◆ **TASK TO CARRY OUT**
Copy the material from the line with "trace cream colored backdrop" up to and including the line with "129], [107, 94]]]", putting "cream-colored backdrop" in place of "cream colored backdrop" and leaving everything else unchanged.

◆ **TASK MATERIAL**
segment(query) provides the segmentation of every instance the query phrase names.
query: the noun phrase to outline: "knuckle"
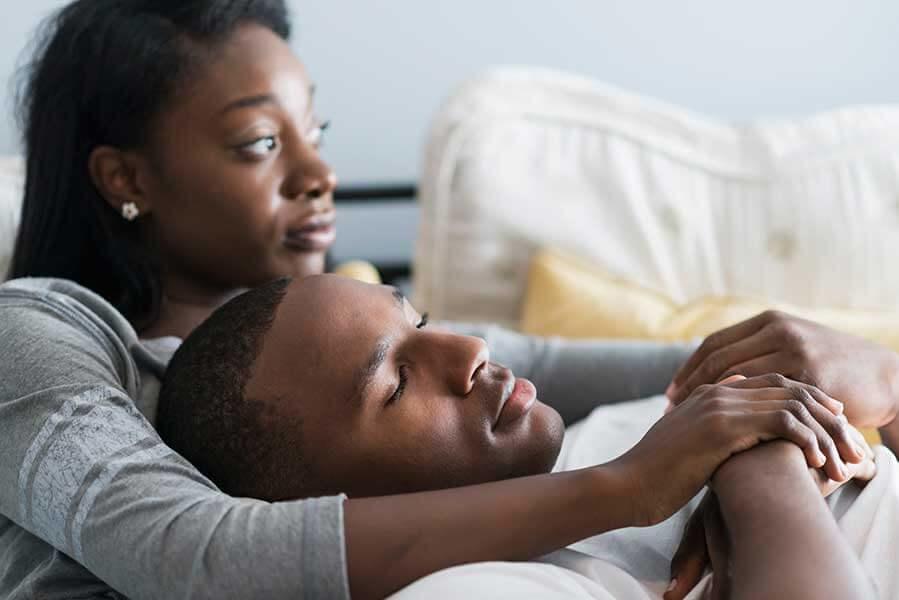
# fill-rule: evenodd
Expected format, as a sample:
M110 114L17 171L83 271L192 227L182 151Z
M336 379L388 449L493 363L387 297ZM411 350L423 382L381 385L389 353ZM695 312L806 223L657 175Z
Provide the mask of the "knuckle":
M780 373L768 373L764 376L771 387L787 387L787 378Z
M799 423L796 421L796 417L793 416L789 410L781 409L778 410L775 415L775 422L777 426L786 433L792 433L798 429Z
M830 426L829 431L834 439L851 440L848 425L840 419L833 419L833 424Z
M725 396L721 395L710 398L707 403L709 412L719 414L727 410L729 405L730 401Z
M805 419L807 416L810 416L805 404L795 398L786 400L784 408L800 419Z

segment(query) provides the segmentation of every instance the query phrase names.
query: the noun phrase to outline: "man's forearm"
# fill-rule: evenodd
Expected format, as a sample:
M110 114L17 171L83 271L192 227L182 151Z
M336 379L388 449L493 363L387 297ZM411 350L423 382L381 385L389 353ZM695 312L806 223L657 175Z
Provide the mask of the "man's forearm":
* * *
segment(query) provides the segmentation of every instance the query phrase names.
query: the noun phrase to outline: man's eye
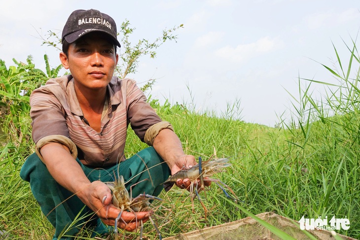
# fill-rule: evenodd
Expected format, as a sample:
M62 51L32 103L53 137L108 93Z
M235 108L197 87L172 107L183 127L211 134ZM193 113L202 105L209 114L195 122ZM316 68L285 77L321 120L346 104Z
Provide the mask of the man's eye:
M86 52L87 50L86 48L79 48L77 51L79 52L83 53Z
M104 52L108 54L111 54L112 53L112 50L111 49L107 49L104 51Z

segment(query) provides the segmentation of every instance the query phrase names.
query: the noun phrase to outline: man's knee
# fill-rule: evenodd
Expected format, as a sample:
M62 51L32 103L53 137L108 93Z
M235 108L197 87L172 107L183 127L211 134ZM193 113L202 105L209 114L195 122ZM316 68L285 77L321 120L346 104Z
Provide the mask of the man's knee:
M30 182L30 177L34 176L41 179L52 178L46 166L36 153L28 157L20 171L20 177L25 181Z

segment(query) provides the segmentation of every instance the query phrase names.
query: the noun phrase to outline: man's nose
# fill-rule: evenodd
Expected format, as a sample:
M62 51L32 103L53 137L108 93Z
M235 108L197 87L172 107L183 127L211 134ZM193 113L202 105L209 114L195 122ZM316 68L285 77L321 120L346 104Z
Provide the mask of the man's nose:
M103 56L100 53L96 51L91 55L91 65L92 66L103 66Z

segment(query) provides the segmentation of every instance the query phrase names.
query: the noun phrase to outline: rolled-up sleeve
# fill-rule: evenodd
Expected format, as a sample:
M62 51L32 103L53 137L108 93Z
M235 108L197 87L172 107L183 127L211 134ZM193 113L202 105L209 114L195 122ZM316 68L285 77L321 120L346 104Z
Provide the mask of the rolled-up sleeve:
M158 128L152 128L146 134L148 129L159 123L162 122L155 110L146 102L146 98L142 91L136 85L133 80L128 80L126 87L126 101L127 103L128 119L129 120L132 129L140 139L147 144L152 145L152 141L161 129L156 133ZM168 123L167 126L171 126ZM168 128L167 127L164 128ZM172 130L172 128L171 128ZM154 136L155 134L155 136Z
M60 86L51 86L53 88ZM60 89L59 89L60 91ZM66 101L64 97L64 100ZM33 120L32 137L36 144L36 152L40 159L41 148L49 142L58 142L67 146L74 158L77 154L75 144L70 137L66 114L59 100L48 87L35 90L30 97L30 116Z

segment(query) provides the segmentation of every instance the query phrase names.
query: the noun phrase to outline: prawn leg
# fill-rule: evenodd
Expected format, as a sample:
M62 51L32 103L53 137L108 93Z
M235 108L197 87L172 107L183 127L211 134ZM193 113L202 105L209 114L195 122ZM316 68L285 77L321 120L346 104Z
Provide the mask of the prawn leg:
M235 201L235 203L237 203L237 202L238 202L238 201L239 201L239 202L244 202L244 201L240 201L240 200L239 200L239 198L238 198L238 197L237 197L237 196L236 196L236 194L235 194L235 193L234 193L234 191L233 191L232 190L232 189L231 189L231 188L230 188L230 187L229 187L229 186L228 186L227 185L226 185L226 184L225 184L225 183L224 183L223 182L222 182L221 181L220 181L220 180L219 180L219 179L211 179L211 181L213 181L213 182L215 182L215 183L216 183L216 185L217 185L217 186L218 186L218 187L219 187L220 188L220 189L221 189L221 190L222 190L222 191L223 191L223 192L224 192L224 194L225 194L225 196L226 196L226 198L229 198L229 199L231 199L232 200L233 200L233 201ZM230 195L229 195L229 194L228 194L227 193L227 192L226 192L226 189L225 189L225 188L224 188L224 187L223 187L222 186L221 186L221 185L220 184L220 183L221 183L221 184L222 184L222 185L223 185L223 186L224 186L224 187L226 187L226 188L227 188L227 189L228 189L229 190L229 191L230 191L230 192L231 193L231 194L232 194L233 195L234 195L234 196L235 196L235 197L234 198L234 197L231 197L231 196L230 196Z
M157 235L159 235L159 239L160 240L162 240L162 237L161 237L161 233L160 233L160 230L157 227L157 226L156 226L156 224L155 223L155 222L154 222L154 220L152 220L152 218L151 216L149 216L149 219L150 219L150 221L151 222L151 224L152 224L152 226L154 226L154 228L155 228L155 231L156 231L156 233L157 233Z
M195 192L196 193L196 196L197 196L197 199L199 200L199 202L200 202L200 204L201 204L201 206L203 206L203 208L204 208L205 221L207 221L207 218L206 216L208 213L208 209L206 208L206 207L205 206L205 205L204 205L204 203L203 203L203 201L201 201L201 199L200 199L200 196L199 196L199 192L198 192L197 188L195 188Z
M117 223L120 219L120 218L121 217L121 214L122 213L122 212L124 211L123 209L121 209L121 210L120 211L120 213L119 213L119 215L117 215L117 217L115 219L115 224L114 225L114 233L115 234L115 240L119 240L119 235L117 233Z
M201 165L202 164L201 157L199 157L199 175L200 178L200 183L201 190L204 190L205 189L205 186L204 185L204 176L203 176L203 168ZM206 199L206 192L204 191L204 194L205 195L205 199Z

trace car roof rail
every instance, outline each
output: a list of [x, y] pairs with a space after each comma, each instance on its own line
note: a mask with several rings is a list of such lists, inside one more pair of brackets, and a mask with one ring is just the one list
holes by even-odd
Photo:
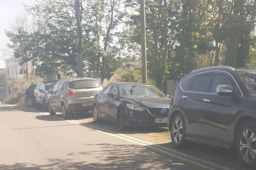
---
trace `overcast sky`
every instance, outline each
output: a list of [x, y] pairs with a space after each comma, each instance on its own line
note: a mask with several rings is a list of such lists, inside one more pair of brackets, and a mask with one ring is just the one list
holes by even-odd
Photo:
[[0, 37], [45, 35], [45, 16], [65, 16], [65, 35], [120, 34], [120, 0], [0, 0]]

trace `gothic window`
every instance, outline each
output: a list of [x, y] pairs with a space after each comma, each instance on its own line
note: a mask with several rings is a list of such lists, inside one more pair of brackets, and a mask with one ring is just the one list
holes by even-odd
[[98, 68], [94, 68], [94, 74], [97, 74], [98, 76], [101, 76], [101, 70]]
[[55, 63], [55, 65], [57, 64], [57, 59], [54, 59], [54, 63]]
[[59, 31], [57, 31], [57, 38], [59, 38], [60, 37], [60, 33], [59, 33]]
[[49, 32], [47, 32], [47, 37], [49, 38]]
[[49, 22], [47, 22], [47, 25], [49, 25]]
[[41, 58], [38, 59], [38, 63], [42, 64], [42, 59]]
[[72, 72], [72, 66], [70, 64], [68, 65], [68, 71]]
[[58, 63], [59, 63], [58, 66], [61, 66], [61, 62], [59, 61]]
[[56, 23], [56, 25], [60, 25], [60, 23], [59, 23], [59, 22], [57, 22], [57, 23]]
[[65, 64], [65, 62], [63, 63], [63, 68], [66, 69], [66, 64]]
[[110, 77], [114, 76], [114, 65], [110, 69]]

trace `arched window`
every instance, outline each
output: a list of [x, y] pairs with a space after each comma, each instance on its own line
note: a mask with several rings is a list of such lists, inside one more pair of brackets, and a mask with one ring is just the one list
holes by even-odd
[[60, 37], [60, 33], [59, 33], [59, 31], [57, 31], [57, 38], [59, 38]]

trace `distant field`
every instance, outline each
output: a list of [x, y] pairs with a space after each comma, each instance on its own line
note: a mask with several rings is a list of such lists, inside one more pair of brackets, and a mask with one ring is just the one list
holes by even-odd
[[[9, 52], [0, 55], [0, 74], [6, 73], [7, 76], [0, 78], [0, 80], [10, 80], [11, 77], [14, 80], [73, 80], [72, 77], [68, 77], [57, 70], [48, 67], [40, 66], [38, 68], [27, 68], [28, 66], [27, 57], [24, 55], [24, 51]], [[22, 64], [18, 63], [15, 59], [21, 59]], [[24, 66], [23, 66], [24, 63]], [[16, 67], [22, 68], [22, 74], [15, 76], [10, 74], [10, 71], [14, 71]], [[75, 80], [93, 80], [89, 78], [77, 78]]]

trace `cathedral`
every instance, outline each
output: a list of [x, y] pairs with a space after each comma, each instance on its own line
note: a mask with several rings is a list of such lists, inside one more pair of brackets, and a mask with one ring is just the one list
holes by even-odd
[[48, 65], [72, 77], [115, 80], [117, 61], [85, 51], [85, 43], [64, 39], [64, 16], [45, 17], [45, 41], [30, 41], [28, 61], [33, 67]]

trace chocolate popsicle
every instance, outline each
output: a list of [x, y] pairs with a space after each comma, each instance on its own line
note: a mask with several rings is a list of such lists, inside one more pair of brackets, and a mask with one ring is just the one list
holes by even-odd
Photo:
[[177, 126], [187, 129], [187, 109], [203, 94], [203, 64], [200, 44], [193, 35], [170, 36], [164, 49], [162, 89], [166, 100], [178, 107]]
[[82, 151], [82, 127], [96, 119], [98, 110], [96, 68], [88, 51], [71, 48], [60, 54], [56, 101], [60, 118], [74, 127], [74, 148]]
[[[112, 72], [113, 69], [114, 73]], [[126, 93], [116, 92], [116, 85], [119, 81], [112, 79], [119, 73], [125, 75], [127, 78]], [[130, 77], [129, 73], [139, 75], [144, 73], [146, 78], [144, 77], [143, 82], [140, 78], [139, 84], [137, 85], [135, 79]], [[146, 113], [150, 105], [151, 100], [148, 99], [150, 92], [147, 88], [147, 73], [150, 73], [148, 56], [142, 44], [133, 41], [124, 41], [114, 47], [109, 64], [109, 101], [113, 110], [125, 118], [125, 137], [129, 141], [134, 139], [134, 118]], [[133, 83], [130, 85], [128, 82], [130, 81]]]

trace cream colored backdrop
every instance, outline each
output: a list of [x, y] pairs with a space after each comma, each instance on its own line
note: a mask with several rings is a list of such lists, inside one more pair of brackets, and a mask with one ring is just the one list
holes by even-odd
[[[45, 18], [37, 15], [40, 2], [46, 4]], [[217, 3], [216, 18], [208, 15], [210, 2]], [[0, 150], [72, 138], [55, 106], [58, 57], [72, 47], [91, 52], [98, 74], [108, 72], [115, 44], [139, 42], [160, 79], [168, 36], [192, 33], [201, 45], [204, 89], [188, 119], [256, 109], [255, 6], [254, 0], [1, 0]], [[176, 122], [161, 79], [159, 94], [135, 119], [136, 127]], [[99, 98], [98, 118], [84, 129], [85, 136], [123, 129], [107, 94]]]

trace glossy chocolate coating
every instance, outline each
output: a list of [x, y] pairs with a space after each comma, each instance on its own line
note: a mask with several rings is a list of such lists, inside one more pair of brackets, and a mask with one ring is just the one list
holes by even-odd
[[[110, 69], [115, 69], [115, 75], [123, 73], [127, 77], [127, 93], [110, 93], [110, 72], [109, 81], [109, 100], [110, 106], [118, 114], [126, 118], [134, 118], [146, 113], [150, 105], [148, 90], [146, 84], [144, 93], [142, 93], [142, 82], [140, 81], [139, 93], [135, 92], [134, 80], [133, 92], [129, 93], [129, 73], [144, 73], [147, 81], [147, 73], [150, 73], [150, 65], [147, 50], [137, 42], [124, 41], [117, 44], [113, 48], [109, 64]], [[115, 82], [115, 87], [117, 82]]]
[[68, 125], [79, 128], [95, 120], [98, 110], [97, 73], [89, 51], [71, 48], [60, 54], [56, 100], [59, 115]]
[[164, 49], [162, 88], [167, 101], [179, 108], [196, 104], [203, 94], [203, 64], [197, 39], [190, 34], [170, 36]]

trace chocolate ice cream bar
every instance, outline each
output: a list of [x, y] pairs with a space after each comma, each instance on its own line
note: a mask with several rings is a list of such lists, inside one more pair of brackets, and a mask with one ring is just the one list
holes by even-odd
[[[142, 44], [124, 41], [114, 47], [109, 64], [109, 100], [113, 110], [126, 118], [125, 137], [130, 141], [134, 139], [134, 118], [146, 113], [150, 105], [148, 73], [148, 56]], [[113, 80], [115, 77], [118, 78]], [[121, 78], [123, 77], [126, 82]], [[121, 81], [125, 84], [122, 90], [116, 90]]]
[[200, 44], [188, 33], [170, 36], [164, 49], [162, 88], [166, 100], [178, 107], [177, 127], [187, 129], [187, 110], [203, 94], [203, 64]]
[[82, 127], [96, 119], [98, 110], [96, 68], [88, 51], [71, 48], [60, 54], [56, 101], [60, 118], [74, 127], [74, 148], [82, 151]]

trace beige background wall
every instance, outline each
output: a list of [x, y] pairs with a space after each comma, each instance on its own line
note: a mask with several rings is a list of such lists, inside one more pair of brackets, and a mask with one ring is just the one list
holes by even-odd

◆ **CORRECT ANSWER**
trace cream-colored backdrop
every instance, outline each
output: a list of [x, y] pairs with a space after each comma, each instance on its own line
note: a mask with several rings is a list of such lists, inside one more pair of brackets, and a mask with one ring is just the one list
holes by even-odd
[[[45, 18], [37, 15], [40, 2], [46, 4]], [[217, 3], [216, 18], [208, 15], [210, 2]], [[0, 150], [72, 138], [55, 106], [58, 57], [72, 47], [91, 52], [98, 74], [108, 72], [115, 44], [139, 42], [160, 79], [168, 36], [192, 33], [201, 45], [204, 89], [188, 119], [256, 109], [255, 6], [254, 0], [1, 0]], [[176, 122], [161, 79], [159, 94], [135, 119], [136, 127]], [[99, 98], [98, 118], [84, 129], [85, 136], [123, 129], [107, 94]]]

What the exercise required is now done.